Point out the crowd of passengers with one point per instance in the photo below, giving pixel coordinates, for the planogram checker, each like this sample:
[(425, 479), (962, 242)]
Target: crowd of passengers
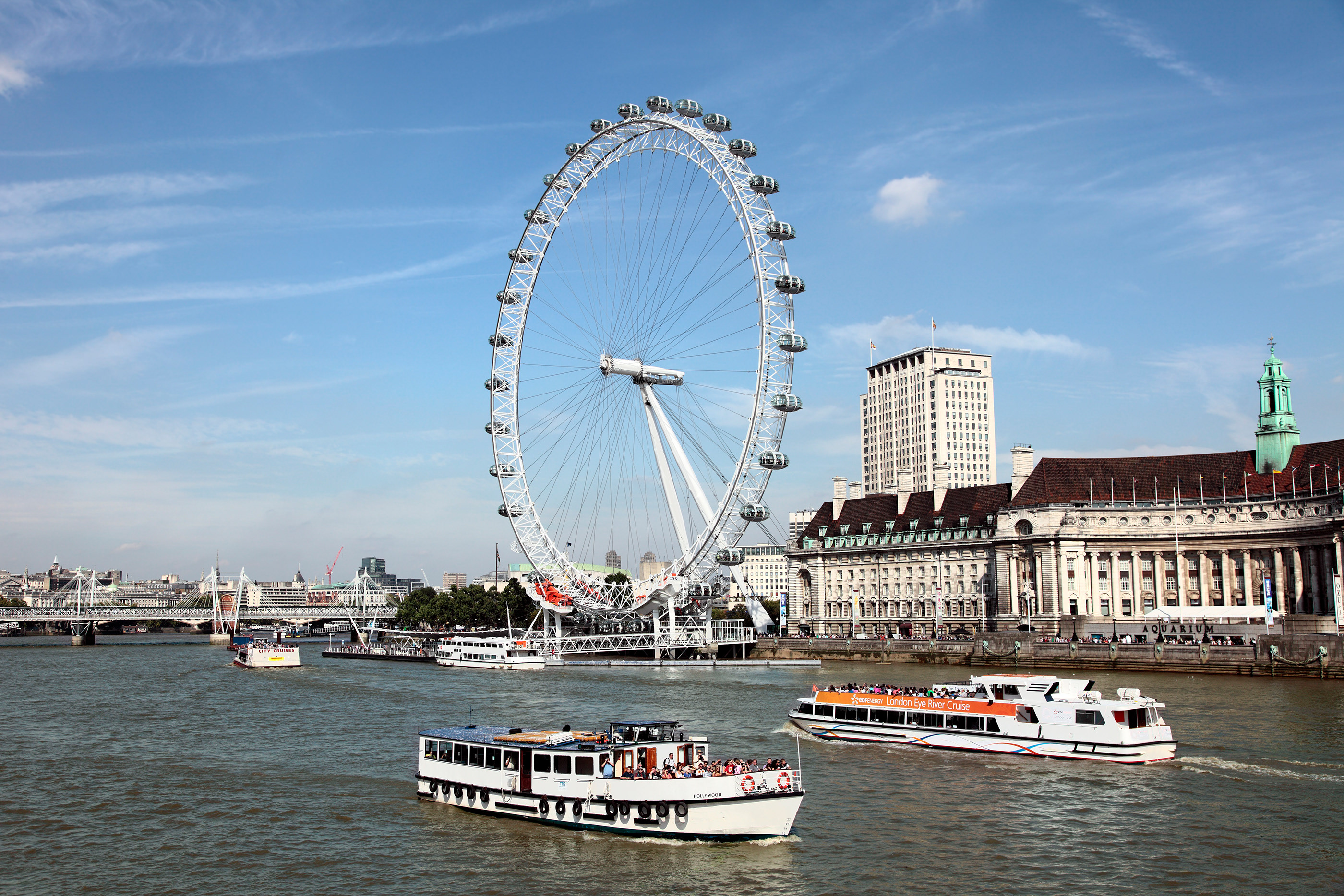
[(702, 769), (894, 691)]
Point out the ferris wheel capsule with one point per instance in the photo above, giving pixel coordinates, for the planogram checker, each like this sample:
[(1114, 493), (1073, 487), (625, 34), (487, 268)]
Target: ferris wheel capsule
[(714, 121), (730, 557), (755, 512), (743, 148)]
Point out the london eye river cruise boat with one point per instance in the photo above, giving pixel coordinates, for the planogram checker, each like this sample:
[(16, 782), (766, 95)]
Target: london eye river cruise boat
[(635, 778), (1014, 714), (487, 653)]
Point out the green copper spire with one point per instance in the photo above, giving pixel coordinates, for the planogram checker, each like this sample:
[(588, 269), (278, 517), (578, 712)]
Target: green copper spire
[(1277, 436)]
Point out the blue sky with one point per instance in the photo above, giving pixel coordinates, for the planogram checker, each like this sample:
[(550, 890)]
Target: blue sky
[(249, 251)]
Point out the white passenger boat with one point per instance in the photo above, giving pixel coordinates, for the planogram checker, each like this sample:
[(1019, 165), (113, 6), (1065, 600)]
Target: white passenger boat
[(555, 778), (487, 653), (265, 655), (1012, 714)]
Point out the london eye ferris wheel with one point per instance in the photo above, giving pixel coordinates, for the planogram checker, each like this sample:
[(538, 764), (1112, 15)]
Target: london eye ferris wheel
[(643, 358)]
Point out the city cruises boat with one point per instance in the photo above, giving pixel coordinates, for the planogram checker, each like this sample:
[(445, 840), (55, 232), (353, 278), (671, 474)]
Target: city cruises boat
[(487, 653), (555, 778), (1011, 714), (265, 655)]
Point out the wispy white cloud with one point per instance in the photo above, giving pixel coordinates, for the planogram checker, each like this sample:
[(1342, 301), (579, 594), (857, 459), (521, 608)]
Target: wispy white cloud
[(905, 201), (898, 334), (116, 351), (14, 76), (259, 292), (1138, 38)]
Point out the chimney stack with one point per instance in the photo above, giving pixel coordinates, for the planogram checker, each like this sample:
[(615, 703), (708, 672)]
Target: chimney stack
[(940, 484), (838, 496), (905, 485), (1023, 458)]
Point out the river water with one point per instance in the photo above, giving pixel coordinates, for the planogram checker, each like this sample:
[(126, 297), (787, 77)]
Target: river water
[(133, 767)]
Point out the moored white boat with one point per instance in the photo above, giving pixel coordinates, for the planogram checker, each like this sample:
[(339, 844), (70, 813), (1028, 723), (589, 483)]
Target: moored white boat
[(488, 653), (555, 778), (1011, 714)]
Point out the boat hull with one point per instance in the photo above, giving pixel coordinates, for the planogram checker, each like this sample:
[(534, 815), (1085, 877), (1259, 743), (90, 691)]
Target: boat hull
[(976, 742), (736, 819)]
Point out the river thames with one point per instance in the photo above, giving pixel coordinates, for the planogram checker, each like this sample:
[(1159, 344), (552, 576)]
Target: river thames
[(163, 769)]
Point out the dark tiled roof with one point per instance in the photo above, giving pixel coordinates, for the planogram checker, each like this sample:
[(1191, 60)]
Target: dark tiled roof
[(976, 502), (1062, 480)]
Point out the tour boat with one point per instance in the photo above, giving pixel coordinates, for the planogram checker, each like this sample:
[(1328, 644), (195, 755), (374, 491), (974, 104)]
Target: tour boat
[(1011, 714), (555, 778), (264, 655), (487, 653)]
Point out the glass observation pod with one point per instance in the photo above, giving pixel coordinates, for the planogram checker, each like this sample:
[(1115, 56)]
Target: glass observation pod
[(729, 557), (764, 186), (689, 108), (755, 512), (714, 121), (743, 148)]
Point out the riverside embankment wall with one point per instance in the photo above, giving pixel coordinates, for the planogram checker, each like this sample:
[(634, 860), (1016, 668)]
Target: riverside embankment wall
[(1295, 656)]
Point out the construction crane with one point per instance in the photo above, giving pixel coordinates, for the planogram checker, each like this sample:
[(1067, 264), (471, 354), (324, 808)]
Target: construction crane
[(333, 565)]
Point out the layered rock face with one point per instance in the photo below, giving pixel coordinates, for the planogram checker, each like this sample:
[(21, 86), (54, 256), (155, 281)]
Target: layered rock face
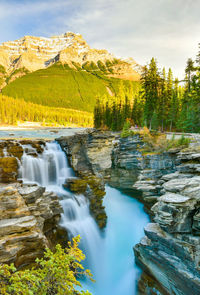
[(169, 252), (89, 153), (169, 186), (33, 53), (28, 216)]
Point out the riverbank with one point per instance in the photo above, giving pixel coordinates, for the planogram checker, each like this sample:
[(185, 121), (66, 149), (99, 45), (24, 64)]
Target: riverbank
[(166, 183)]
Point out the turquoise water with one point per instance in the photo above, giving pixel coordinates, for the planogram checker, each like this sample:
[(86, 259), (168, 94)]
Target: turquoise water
[(114, 268)]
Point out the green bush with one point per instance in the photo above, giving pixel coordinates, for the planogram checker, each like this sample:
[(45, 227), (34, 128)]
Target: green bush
[(56, 273)]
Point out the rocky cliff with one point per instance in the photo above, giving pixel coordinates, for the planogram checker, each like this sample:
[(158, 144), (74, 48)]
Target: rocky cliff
[(33, 53), (29, 216), (169, 186)]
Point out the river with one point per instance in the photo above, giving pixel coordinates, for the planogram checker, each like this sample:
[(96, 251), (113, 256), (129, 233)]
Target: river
[(109, 253)]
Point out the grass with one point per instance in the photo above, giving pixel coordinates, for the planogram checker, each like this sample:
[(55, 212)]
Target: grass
[(65, 87), (14, 110)]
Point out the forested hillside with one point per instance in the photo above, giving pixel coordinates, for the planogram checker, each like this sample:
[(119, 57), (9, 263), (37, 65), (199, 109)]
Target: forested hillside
[(63, 86), (13, 110), (163, 103)]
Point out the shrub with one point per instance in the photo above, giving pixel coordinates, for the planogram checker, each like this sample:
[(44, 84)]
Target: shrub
[(55, 274)]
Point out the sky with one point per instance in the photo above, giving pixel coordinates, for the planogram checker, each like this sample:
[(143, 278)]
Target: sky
[(166, 29)]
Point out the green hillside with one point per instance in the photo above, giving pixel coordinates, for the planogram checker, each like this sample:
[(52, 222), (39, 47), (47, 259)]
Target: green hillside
[(62, 86)]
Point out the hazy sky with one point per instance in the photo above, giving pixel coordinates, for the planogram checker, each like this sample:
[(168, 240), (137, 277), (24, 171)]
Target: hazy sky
[(166, 29)]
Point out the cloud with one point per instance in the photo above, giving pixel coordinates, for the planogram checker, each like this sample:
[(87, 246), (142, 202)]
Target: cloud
[(166, 29)]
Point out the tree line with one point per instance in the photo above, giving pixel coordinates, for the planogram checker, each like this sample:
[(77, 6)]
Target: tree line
[(13, 110), (162, 103)]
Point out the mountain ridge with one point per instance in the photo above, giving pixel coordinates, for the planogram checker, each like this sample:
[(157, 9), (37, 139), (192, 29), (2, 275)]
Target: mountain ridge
[(34, 53)]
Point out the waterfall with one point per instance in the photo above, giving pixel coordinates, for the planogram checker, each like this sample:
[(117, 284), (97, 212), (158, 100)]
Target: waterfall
[(50, 169), (110, 258)]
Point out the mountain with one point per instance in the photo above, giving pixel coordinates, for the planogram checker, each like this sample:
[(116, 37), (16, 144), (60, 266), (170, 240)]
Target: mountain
[(62, 71)]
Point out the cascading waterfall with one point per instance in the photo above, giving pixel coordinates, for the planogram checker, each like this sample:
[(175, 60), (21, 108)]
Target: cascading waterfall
[(110, 258), (50, 170)]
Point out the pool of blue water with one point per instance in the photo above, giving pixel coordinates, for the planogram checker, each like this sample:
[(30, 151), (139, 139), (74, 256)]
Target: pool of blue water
[(114, 268)]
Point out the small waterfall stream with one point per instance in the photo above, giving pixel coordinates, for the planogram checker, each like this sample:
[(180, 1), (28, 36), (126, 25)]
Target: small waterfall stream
[(108, 256), (50, 170)]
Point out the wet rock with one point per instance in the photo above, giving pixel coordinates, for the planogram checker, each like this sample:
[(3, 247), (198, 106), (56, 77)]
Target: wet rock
[(8, 169), (29, 218)]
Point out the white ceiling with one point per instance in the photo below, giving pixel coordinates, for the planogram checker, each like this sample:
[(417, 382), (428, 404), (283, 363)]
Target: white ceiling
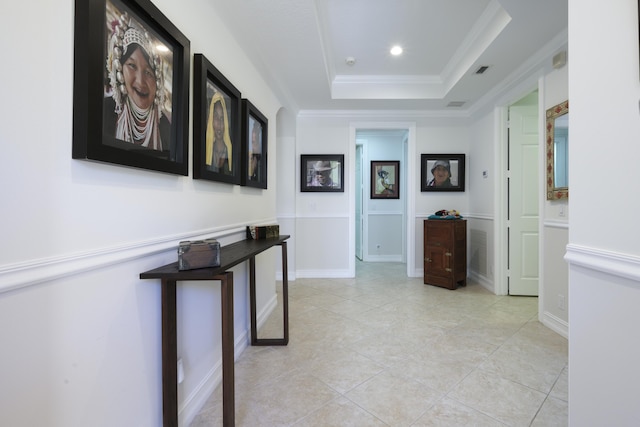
[(301, 46)]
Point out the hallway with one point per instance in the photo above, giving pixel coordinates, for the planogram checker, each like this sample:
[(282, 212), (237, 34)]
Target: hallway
[(386, 350)]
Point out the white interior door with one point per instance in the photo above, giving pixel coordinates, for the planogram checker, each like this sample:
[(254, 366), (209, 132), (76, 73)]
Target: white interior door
[(523, 205), (359, 196)]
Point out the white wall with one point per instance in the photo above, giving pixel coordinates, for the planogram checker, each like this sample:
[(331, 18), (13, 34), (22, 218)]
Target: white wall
[(554, 283), (603, 251), (481, 216), (384, 231), (80, 332)]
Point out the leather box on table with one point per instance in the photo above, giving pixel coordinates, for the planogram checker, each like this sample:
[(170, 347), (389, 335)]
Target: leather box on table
[(194, 254), (256, 232)]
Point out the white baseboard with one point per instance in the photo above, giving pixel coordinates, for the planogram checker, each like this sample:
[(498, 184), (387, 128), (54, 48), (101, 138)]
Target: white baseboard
[(482, 280), (555, 324), (323, 274), (383, 258)]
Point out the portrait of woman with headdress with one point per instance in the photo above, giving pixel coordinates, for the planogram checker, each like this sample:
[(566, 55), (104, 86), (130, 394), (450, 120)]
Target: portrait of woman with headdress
[(218, 147), (135, 92)]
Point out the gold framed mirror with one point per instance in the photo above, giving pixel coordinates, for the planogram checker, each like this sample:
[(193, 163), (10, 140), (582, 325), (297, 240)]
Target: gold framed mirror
[(558, 151)]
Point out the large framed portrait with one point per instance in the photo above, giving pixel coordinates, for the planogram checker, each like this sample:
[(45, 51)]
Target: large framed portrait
[(254, 138), (385, 179), (217, 153), (442, 172), (131, 86), (322, 173)]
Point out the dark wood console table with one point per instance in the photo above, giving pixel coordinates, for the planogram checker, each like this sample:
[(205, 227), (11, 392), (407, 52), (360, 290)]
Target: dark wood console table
[(230, 256)]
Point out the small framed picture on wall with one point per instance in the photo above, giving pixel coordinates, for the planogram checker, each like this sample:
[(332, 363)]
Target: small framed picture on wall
[(442, 172), (322, 173), (385, 179)]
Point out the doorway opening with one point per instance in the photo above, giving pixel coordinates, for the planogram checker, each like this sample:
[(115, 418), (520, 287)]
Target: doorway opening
[(381, 224)]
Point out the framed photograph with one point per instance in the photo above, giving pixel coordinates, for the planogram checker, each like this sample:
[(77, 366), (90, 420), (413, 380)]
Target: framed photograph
[(254, 138), (131, 86), (385, 179), (217, 115), (322, 172), (442, 172)]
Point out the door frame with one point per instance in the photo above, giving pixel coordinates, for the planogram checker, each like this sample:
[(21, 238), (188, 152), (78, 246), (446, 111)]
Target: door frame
[(501, 284), (410, 188)]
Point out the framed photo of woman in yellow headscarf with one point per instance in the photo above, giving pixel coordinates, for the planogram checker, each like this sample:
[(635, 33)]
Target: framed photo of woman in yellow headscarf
[(216, 125)]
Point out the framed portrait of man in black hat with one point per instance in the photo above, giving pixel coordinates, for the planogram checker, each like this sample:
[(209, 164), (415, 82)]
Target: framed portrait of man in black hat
[(442, 172), (131, 86), (322, 173)]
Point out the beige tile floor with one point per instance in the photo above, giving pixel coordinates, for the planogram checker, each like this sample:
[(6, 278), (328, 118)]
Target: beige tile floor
[(386, 350)]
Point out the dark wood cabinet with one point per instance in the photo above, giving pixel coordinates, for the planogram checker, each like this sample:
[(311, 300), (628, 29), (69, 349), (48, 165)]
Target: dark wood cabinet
[(445, 252)]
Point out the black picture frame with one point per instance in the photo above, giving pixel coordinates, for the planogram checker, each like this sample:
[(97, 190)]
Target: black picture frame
[(455, 164), (255, 145), (385, 179), (322, 173), (114, 40), (221, 162)]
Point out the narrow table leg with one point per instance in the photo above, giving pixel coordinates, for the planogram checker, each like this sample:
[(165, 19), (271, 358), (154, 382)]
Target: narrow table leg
[(285, 303), (169, 354), (228, 387), (285, 292), (252, 300)]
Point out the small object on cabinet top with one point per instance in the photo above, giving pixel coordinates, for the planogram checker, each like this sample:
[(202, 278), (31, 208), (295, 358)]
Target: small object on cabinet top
[(256, 232), (445, 214), (198, 254)]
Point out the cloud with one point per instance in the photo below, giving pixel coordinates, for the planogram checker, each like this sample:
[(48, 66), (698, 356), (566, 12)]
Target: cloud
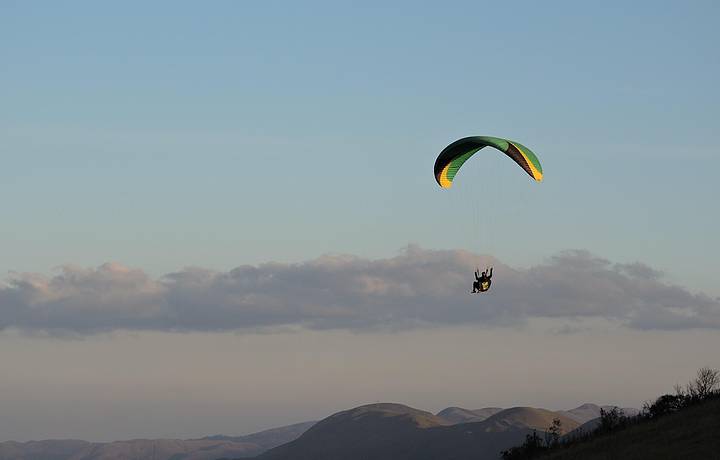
[(417, 288)]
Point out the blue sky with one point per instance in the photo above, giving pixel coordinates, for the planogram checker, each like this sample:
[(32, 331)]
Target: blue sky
[(170, 134)]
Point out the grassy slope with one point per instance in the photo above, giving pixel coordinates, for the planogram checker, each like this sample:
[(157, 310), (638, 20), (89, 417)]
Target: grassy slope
[(693, 433)]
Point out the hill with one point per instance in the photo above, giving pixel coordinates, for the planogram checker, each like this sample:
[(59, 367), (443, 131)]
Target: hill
[(692, 433), (459, 415), (587, 412), (398, 432)]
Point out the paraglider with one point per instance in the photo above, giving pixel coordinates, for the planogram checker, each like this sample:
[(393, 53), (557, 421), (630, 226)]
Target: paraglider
[(451, 159)]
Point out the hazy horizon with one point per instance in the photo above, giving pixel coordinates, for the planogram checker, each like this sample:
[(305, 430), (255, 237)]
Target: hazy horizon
[(222, 218)]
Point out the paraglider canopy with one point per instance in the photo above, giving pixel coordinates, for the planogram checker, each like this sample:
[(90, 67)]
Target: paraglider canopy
[(454, 155)]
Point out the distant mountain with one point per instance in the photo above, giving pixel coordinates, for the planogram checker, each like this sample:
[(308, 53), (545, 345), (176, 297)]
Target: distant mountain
[(527, 417), (693, 433), (456, 415), (398, 432), (210, 448), (587, 412), (269, 438)]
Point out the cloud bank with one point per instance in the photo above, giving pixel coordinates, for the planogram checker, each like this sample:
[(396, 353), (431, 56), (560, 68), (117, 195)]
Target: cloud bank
[(417, 288)]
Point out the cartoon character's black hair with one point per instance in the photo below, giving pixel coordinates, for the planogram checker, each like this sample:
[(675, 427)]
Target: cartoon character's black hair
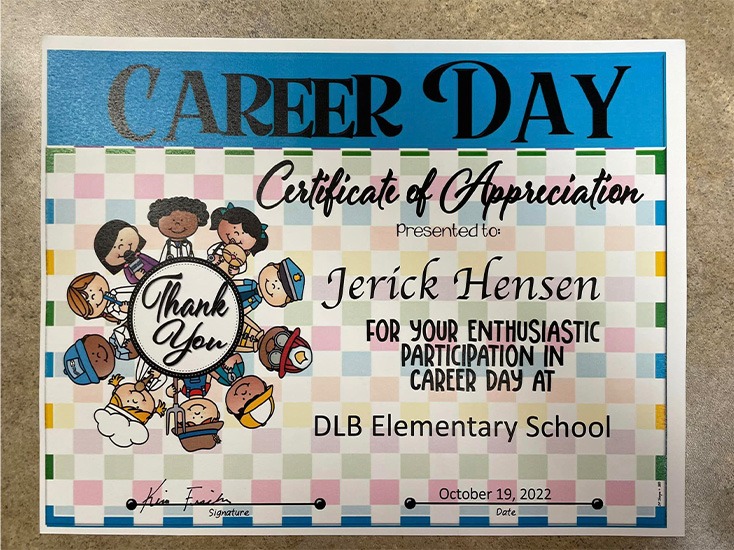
[(105, 239), (164, 207), (250, 224)]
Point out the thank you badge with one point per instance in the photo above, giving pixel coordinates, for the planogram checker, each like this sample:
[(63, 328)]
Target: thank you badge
[(185, 317)]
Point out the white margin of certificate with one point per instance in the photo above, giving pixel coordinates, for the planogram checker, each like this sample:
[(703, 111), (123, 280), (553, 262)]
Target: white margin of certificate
[(675, 119)]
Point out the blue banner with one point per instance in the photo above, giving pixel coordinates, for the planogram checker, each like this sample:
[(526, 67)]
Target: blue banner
[(378, 101)]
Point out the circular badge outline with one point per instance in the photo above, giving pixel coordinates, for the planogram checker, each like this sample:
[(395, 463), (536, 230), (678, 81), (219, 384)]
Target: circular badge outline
[(131, 323)]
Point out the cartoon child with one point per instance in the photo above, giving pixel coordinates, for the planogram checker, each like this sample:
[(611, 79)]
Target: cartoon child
[(89, 360), (250, 401), (200, 428), (283, 351), (130, 408), (250, 337), (122, 344), (90, 297), (240, 227), (277, 284), (177, 218), (118, 246), (232, 369), (193, 386)]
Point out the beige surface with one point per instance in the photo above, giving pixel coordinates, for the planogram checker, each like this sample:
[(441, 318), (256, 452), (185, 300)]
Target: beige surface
[(705, 25)]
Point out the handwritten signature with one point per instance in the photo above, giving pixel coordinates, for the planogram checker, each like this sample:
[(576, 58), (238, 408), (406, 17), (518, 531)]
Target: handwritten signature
[(155, 498)]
+ + + + +
• _Description of the task_: Revise the stretch of the listing from its start through the line containing "[(635, 778), (1014, 714), (487, 653)]", changing "planogram checker" to "shelf auditor" and leaving everything else unchanged. Leave the pictures out of your answer.

• _Final result_:
Point out the crowd of passengers with one point per instance in the photo below, giving pixel coordinates, for the shelf auditor, each like this sample:
[(425, 479), (962, 242)]
Target: crowd of passengers
[(702, 769), (894, 691)]
Point out the ferris wheel capsule with one point per instance in the photo above, giving pixel coordinates, for the shelf auditor, each like this sample:
[(1114, 493), (1073, 487), (625, 34), (487, 268)]
Target: ferris wheel capsule
[(714, 121), (730, 557), (755, 512), (743, 148)]
Point out the london eye river cruise boat with one point per instance in the photo above, giving pixel coordinates, for the shelf auditor, each like this sample:
[(16, 782), (766, 95)]
Target: london eye river cruise boat
[(635, 778), (1014, 714), (487, 653)]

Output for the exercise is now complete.